Please identify each line in the records below that contains the word "hair" and copy those lines out in full. Case counts.

[Begin]

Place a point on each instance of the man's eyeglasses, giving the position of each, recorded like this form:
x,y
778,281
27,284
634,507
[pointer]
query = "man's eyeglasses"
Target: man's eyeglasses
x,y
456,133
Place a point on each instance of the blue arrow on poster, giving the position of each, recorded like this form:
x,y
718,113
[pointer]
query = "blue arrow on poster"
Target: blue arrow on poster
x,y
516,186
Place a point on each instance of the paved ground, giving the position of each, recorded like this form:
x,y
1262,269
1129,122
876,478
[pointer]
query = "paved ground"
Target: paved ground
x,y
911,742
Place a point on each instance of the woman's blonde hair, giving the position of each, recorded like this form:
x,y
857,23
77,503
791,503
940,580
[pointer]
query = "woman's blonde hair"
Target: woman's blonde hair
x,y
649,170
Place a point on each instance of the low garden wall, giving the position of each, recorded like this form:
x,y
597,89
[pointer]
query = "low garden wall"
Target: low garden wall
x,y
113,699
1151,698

[End]
[Begin]

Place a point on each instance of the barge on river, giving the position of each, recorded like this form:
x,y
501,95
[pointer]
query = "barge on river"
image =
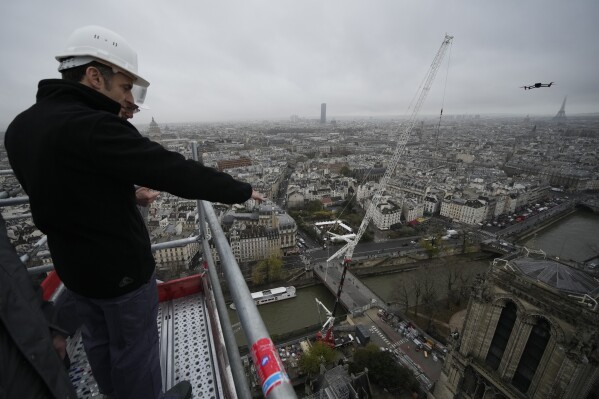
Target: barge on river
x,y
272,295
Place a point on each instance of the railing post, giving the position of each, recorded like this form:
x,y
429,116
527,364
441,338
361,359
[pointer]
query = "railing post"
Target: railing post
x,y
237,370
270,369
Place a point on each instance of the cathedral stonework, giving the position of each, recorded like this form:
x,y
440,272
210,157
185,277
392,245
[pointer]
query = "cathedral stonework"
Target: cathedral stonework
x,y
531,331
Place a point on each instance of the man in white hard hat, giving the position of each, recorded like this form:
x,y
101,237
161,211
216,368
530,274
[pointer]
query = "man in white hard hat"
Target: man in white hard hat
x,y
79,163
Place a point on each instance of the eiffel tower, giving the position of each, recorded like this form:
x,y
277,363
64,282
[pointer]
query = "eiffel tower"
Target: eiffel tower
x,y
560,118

[End]

• _RESPONSE TO THIS TASK_:
Place a point on each instance of the woman's blonde hair, giving the position of each, recorded like this form:
query = "woman's blonde hair"
Target: woman's blonde hair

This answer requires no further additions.